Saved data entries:
────────────────────
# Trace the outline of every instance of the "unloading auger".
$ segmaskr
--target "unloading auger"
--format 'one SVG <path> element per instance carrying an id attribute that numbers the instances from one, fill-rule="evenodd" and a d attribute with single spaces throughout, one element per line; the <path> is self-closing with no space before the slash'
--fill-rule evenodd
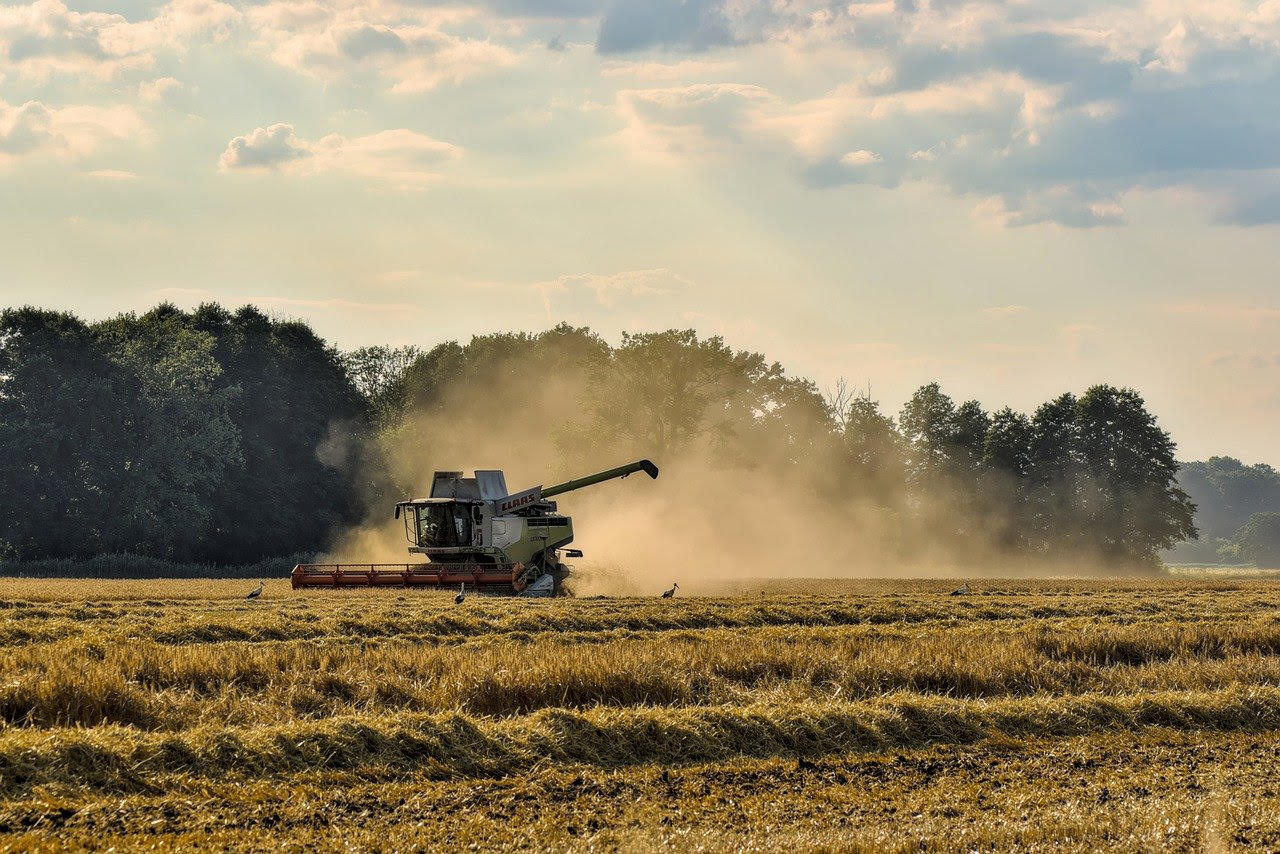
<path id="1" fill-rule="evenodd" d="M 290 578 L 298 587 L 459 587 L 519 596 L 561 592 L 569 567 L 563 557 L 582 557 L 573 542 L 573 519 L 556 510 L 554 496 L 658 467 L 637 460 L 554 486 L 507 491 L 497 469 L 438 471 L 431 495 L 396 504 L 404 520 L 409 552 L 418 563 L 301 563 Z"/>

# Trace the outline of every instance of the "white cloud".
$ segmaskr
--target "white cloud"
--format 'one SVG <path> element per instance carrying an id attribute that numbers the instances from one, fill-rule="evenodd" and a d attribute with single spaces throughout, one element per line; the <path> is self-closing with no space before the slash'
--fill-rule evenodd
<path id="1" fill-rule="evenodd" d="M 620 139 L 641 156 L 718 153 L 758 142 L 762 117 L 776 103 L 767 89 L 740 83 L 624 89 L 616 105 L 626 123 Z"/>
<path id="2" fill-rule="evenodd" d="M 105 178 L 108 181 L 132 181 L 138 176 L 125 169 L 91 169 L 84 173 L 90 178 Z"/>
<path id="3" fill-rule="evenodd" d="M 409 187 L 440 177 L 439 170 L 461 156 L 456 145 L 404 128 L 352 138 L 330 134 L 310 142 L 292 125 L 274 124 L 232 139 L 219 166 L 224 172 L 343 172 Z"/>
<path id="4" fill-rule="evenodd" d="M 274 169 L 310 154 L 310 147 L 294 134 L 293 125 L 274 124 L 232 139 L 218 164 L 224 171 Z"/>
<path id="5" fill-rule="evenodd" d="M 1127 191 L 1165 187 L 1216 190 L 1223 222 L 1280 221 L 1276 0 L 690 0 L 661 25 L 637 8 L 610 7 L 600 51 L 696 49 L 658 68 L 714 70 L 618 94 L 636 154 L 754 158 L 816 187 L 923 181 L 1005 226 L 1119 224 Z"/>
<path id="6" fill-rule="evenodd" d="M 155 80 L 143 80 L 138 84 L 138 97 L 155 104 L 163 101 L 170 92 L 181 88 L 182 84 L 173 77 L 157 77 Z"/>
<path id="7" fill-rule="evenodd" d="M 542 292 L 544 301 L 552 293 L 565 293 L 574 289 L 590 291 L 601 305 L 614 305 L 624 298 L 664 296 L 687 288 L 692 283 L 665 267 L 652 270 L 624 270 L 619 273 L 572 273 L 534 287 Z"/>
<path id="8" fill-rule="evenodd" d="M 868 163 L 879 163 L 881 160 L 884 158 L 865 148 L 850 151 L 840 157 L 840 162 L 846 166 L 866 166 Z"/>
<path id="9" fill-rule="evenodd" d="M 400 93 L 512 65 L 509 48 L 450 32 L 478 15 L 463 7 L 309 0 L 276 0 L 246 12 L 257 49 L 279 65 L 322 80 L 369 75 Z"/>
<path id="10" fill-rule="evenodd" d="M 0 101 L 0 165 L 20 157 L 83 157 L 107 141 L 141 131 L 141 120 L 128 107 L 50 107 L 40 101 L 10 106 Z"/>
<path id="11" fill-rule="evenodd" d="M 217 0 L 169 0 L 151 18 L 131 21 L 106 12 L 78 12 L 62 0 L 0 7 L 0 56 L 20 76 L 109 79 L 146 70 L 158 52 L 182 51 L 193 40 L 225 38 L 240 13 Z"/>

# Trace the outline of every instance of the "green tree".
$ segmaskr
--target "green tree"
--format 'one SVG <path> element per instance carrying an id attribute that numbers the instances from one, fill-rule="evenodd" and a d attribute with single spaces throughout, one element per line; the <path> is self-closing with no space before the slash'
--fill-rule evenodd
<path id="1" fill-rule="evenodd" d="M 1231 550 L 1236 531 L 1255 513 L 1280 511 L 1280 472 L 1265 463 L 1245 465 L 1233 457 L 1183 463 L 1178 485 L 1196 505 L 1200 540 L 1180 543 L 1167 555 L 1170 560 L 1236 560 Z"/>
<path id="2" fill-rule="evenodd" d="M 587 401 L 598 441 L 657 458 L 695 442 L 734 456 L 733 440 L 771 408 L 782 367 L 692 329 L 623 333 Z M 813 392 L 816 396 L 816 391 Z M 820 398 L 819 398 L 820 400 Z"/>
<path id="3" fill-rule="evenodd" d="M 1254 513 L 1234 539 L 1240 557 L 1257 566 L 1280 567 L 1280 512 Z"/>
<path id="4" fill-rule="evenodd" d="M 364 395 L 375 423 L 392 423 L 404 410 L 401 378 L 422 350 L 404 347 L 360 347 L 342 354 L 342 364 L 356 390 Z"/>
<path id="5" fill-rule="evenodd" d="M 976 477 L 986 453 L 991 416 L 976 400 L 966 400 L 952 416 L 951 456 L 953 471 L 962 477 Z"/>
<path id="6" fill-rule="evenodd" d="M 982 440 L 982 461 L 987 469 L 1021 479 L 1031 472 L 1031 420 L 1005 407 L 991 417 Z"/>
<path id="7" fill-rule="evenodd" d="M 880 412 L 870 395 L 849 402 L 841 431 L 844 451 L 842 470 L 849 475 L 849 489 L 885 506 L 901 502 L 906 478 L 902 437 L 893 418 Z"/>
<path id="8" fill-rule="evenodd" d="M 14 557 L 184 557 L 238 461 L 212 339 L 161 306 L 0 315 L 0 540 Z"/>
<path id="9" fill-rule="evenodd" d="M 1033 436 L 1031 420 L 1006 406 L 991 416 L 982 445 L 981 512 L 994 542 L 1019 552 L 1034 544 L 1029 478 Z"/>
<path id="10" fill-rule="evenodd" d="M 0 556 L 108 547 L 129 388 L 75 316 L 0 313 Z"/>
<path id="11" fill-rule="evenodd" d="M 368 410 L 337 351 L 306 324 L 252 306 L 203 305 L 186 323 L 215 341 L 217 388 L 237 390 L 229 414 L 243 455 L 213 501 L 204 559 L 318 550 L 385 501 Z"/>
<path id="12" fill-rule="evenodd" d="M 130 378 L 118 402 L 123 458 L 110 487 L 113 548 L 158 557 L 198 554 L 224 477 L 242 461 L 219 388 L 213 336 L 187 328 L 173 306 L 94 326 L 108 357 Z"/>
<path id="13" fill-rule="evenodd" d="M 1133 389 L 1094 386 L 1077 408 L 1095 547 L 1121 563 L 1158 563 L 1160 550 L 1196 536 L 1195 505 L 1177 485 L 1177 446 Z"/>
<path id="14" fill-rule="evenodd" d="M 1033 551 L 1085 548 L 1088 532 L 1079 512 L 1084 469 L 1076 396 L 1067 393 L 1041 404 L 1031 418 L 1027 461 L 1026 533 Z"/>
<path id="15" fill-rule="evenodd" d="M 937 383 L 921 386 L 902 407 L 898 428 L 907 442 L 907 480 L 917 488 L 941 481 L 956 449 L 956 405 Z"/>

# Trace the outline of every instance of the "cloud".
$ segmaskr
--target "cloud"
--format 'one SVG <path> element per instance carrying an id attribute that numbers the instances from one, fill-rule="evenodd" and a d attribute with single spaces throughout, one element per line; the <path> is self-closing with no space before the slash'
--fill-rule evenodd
────────────────────
Task instructions: Reproduce each line above exactly, but not a single picture.

The completed task:
# Trace the outline of every instance of the "unloading auger".
$ segmaskr
--target "unloading auger"
--format 'one SVG <path> element per instance carrying an id attribute that numbers the instances from one, fill-rule="evenodd" and a d attribute with single spaces throughout, one element per line; the <path> is self-closing with no space before the slash'
--fill-rule evenodd
<path id="1" fill-rule="evenodd" d="M 290 578 L 298 587 L 459 587 L 519 596 L 561 592 L 569 567 L 563 557 L 582 557 L 573 542 L 573 519 L 556 510 L 554 496 L 658 467 L 637 460 L 554 486 L 507 491 L 497 469 L 438 471 L 431 495 L 396 504 L 404 520 L 409 552 L 418 563 L 301 563 Z"/>

# Trace the outline of every instance of the "white cloud".
$ segmaskr
--target "white cloud"
--format 'one SVG <path> element per instance carrying an id attribute that numbers the instances from one, fill-rule="evenodd" and a d attribute with single spaces throughout, one element per line; the <path> is self-closing with no space before the slash'
--fill-rule evenodd
<path id="1" fill-rule="evenodd" d="M 620 139 L 641 156 L 718 153 L 758 142 L 762 117 L 776 103 L 767 89 L 740 83 L 624 89 L 616 105 L 626 123 Z"/>
<path id="2" fill-rule="evenodd" d="M 105 178 L 108 181 L 132 181 L 138 176 L 125 169 L 91 169 L 84 173 L 90 178 Z"/>
<path id="3" fill-rule="evenodd" d="M 409 187 L 440 177 L 439 170 L 461 156 L 456 145 L 404 128 L 352 138 L 330 134 L 310 142 L 292 125 L 274 124 L 232 139 L 219 166 L 224 172 L 343 172 Z"/>
<path id="4" fill-rule="evenodd" d="M 274 169 L 310 154 L 310 147 L 294 134 L 293 125 L 274 124 L 232 139 L 218 164 L 224 171 Z"/>
<path id="5" fill-rule="evenodd" d="M 1127 191 L 1165 187 L 1216 190 L 1223 222 L 1280 221 L 1276 0 L 690 0 L 661 25 L 637 8 L 610 7 L 600 51 L 696 49 L 658 68 L 714 70 L 618 94 L 636 154 L 754 158 L 816 187 L 923 181 L 1005 226 L 1119 224 Z"/>
<path id="6" fill-rule="evenodd" d="M 155 80 L 143 80 L 138 84 L 138 97 L 155 104 L 163 101 L 170 92 L 181 88 L 182 84 L 173 77 L 157 77 Z"/>
<path id="7" fill-rule="evenodd" d="M 542 292 L 544 301 L 552 293 L 565 293 L 574 289 L 590 291 L 601 305 L 614 305 L 624 298 L 664 296 L 687 288 L 692 283 L 665 267 L 652 270 L 624 270 L 619 273 L 572 273 L 534 287 Z"/>
<path id="8" fill-rule="evenodd" d="M 868 163 L 879 163 L 881 160 L 884 158 L 865 148 L 850 151 L 840 157 L 840 162 L 846 166 L 866 166 Z"/>
<path id="9" fill-rule="evenodd" d="M 400 93 L 512 65 L 509 48 L 450 32 L 478 15 L 463 7 L 309 0 L 276 0 L 246 12 L 257 49 L 279 65 L 322 80 L 369 75 Z"/>
<path id="10" fill-rule="evenodd" d="M 0 101 L 0 165 L 20 157 L 83 157 L 107 141 L 141 131 L 141 120 L 128 107 L 50 107 L 40 101 L 10 106 Z"/>
<path id="11" fill-rule="evenodd" d="M 217 0 L 169 0 L 151 18 L 131 21 L 106 12 L 78 12 L 62 0 L 0 7 L 0 56 L 20 76 L 109 79 L 146 70 L 158 52 L 182 51 L 193 40 L 225 38 L 240 13 Z"/>

# Trace the outline of every instance of the "green tree".
$ segmaskr
--target "green tree"
--format 'one SVG <path> element per instance carrying an id attribute that numbers the instances from one, fill-rule="evenodd" and a d attribute with single spaces throughout, one element per line; the <path> is self-closing with no space before the slash'
--fill-rule evenodd
<path id="1" fill-rule="evenodd" d="M 1231 550 L 1236 531 L 1255 513 L 1280 511 L 1280 472 L 1265 463 L 1245 465 L 1233 457 L 1183 463 L 1178 485 L 1196 505 L 1200 540 L 1180 543 L 1167 555 L 1170 560 L 1236 560 Z"/>
<path id="2" fill-rule="evenodd" d="M 587 401 L 598 441 L 657 458 L 695 442 L 734 456 L 733 440 L 771 408 L 782 367 L 692 329 L 623 333 Z M 813 392 L 816 396 L 816 391 Z M 820 398 L 819 398 L 820 400 Z"/>
<path id="3" fill-rule="evenodd" d="M 1254 513 L 1234 539 L 1240 557 L 1257 566 L 1280 567 L 1280 512 Z"/>
<path id="4" fill-rule="evenodd" d="M 364 395 L 375 423 L 392 423 L 404 410 L 401 378 L 422 350 L 404 347 L 360 347 L 342 354 L 342 364 L 356 390 Z"/>
<path id="5" fill-rule="evenodd" d="M 976 477 L 986 453 L 991 416 L 976 400 L 966 400 L 952 416 L 951 456 L 953 471 L 962 477 Z"/>
<path id="6" fill-rule="evenodd" d="M 982 440 L 982 461 L 987 469 L 1021 479 L 1031 472 L 1031 420 L 1005 407 L 991 417 Z"/>
<path id="7" fill-rule="evenodd" d="M 880 412 L 870 395 L 849 402 L 841 431 L 844 451 L 842 470 L 849 475 L 849 489 L 885 506 L 901 502 L 906 478 L 902 437 L 893 418 Z"/>
<path id="8" fill-rule="evenodd" d="M 14 557 L 184 557 L 238 461 L 212 339 L 161 306 L 0 315 L 0 540 Z"/>
<path id="9" fill-rule="evenodd" d="M 1033 436 L 1031 420 L 1006 406 L 991 416 L 982 445 L 981 512 L 994 542 L 1019 552 L 1034 544 L 1029 478 Z"/>
<path id="10" fill-rule="evenodd" d="M 0 556 L 108 547 L 129 388 L 75 316 L 0 313 Z"/>
<path id="11" fill-rule="evenodd" d="M 368 410 L 337 351 L 306 324 L 252 306 L 203 305 L 186 323 L 215 341 L 217 388 L 237 390 L 229 414 L 243 455 L 213 501 L 204 559 L 318 550 L 385 501 Z"/>
<path id="12" fill-rule="evenodd" d="M 130 378 L 118 402 L 123 458 L 110 487 L 113 548 L 158 557 L 198 554 L 224 477 L 242 461 L 219 388 L 213 336 L 187 328 L 173 306 L 94 326 L 108 357 Z"/>
<path id="13" fill-rule="evenodd" d="M 1133 389 L 1094 386 L 1077 408 L 1095 547 L 1121 563 L 1158 563 L 1160 550 L 1196 536 L 1195 505 L 1177 485 L 1177 446 Z"/>
<path id="14" fill-rule="evenodd" d="M 1033 551 L 1085 548 L 1088 532 L 1079 512 L 1084 469 L 1076 396 L 1067 393 L 1041 404 L 1031 418 L 1027 461 L 1026 533 Z"/>
<path id="15" fill-rule="evenodd" d="M 937 383 L 921 386 L 902 407 L 898 428 L 907 442 L 907 480 L 917 488 L 941 481 L 956 449 L 956 405 Z"/>

# Trace the outline of every instance of the "cloud".
$ segmaskr
--target "cloud"
--format 'one SVG <path> element per instance carrying an id attribute that numbers the instances from one, fill-rule="evenodd" and a d attribute with single spaces throughout, one element per line; the <path> is self-closing with no space before the slash'
--fill-rule evenodd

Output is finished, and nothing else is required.